### Work item
Using the data below, work out how many lines contain "phrase", and report only that number.

### Study material
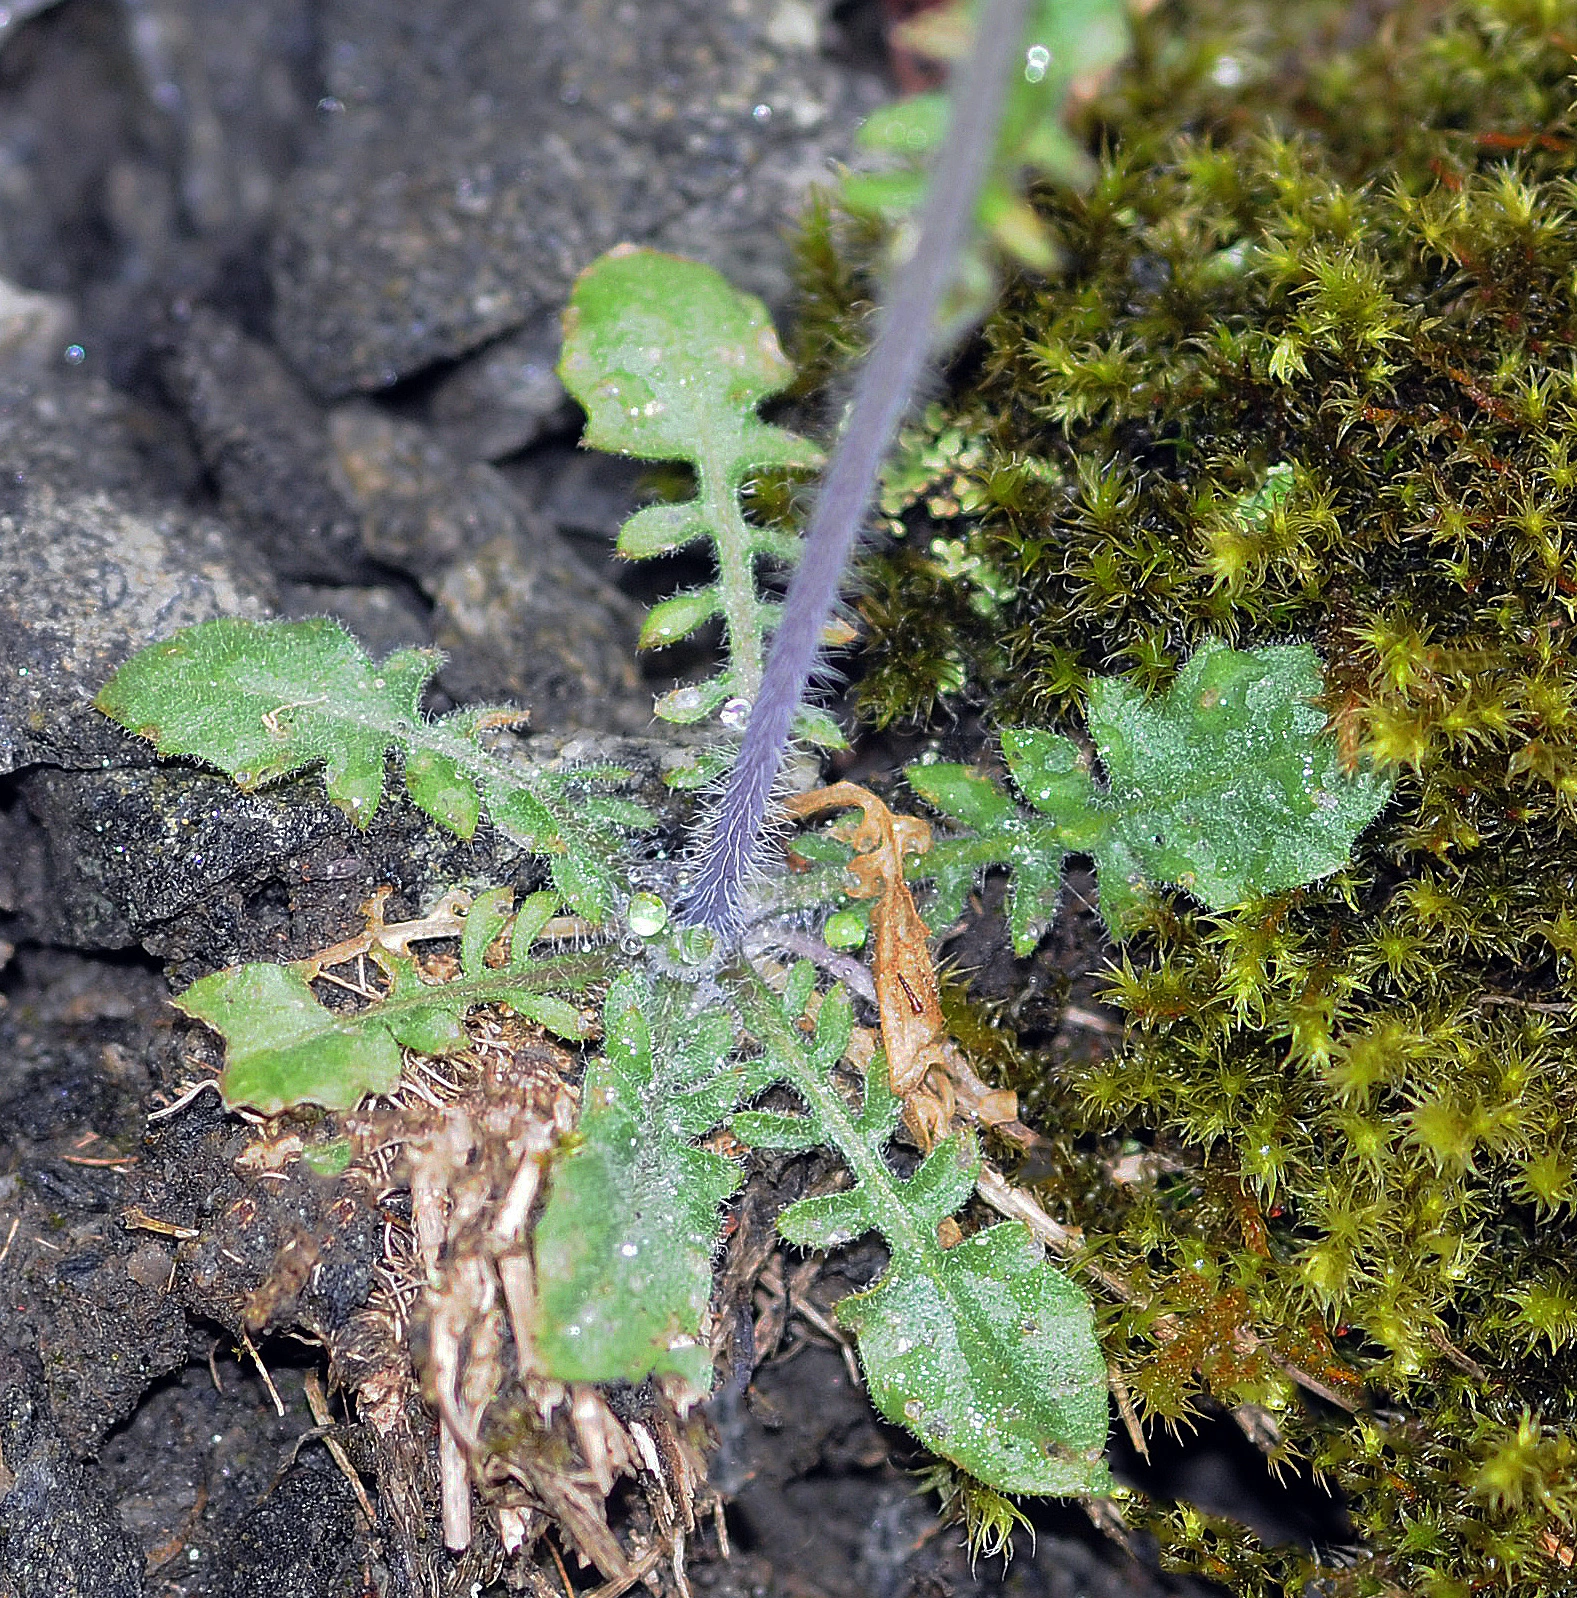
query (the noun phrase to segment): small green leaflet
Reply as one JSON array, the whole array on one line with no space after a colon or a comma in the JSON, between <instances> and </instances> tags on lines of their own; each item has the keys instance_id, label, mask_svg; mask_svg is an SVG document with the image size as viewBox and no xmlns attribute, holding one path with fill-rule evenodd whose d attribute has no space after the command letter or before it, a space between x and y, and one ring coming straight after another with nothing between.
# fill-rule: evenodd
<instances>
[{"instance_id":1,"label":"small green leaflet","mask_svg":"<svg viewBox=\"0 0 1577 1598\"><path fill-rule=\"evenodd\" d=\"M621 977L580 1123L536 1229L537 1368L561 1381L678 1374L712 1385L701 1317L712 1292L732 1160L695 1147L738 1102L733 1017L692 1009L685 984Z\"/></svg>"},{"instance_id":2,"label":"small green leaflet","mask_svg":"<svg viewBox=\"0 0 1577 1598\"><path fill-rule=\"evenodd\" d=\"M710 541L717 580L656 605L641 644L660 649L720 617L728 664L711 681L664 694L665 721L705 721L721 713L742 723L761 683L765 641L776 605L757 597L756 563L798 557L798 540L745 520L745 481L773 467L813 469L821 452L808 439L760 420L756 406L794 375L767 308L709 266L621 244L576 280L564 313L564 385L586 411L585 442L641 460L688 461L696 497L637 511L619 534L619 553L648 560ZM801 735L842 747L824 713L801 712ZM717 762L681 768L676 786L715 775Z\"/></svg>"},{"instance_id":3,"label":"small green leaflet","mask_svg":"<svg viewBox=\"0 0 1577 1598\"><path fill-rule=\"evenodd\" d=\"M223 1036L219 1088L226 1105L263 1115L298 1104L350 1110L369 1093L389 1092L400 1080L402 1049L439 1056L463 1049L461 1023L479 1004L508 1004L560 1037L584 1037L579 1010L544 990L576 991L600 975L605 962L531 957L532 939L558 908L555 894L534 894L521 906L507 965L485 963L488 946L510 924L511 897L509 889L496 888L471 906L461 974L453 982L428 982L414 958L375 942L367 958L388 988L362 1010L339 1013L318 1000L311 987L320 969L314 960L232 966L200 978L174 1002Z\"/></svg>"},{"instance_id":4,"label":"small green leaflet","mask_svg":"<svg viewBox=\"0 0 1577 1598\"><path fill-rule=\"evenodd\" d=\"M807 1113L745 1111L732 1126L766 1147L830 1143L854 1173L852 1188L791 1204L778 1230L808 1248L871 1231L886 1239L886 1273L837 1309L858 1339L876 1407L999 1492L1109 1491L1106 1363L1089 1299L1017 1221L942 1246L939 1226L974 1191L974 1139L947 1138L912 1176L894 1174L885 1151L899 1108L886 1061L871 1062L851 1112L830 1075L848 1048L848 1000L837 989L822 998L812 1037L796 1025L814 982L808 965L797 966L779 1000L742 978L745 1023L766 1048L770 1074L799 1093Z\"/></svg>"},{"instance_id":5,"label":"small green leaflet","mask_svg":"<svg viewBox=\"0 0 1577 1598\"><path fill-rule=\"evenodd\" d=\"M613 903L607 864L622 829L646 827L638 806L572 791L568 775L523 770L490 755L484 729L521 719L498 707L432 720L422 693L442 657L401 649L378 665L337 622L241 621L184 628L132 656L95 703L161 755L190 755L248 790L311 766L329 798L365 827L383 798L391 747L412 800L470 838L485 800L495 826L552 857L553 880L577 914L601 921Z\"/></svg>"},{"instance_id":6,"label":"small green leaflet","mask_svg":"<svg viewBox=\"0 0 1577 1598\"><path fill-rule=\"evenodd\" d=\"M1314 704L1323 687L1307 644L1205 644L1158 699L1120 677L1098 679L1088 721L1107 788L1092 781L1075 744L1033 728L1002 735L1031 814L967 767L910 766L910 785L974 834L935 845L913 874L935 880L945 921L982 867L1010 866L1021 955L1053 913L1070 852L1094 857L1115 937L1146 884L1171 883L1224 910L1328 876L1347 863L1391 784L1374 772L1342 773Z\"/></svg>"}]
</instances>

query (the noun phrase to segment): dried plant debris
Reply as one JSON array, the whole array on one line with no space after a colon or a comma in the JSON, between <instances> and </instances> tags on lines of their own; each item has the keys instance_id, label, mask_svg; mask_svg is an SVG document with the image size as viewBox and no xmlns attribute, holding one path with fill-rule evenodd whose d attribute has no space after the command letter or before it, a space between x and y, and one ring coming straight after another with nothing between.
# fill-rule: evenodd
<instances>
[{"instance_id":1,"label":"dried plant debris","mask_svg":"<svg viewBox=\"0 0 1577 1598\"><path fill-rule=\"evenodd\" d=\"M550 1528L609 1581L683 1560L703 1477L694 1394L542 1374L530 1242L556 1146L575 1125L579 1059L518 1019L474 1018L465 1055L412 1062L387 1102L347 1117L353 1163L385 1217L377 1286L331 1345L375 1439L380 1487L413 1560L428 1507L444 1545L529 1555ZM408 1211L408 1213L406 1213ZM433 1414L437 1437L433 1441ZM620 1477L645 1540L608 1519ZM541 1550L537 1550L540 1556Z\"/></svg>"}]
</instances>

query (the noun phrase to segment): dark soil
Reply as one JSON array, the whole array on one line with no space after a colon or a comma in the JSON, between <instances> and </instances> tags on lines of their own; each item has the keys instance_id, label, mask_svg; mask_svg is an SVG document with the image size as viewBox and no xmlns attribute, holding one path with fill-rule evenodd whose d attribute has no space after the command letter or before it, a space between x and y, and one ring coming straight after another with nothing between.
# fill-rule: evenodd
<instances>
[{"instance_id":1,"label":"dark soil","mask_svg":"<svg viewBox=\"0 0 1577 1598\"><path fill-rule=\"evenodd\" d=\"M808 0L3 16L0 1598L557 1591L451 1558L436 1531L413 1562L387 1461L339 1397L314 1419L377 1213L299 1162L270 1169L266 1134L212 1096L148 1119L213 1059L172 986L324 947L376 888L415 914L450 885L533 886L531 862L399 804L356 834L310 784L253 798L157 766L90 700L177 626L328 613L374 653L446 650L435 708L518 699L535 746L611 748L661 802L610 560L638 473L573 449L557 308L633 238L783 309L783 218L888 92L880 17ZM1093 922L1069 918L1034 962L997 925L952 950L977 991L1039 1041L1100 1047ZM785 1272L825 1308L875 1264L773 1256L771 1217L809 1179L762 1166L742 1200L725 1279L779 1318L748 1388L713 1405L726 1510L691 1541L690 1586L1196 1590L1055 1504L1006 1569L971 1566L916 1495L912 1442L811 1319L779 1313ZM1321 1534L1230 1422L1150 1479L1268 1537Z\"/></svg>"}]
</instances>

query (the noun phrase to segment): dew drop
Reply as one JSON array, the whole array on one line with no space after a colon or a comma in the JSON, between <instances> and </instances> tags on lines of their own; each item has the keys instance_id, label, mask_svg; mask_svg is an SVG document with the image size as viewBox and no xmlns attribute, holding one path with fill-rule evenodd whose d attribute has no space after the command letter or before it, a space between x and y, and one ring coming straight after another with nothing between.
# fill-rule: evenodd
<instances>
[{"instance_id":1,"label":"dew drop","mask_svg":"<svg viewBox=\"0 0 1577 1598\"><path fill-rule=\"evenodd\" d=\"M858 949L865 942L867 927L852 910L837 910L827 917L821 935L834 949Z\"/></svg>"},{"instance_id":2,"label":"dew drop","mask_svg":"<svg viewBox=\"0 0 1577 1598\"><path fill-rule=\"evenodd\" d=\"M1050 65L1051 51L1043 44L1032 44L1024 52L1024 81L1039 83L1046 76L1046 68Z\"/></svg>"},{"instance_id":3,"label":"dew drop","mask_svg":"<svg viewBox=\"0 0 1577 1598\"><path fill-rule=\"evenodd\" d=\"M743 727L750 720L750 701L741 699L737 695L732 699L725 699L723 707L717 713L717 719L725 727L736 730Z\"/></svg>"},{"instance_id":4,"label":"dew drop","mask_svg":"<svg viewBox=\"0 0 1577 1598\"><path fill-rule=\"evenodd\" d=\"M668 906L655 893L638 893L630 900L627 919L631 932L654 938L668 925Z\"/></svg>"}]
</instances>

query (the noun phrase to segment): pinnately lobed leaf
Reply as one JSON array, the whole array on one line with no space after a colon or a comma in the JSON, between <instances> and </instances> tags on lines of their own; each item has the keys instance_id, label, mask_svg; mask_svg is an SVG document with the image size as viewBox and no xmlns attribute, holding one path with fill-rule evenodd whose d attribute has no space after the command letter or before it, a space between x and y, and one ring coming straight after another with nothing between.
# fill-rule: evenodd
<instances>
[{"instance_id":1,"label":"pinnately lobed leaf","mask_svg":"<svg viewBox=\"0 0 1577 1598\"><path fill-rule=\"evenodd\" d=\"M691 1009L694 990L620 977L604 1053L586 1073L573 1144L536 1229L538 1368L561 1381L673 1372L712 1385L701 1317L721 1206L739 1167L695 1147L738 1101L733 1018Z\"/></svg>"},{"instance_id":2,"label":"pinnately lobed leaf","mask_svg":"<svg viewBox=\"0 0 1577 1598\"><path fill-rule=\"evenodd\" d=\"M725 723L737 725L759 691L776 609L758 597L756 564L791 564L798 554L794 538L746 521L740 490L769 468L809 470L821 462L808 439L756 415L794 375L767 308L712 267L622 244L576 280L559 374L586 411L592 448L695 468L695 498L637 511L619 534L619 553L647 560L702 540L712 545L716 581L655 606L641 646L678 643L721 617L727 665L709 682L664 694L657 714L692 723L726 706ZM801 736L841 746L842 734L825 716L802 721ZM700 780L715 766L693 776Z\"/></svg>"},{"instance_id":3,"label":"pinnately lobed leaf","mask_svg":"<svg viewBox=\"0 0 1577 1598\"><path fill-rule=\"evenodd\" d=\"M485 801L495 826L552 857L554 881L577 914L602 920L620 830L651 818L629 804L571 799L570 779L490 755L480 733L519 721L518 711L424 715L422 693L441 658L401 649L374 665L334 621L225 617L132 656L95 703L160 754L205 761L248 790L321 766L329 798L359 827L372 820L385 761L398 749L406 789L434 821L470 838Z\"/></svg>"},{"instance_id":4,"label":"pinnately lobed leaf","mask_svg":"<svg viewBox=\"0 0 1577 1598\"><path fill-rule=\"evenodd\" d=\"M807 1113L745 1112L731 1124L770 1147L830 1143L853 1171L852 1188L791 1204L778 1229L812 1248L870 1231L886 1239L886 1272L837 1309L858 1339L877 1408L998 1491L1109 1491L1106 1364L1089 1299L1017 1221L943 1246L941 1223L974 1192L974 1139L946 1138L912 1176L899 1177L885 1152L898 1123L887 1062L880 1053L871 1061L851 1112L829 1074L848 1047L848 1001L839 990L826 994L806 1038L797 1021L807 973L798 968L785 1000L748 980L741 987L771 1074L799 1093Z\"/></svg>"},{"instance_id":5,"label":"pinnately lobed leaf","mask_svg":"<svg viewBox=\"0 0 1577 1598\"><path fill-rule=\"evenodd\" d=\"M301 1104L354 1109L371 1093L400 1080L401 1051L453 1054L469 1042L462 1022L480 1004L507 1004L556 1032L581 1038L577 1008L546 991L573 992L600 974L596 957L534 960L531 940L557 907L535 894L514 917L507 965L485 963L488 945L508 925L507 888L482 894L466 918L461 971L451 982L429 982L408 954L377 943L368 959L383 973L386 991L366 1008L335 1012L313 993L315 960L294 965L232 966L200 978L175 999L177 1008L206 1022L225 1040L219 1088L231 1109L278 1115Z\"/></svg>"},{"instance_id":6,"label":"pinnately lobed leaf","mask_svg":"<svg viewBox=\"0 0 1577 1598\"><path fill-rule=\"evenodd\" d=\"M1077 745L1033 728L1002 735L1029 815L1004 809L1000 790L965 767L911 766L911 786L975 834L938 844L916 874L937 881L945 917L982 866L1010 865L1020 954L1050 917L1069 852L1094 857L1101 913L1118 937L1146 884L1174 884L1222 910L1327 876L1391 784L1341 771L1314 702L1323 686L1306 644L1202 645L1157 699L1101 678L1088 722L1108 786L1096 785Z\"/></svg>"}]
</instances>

### Exercise output
5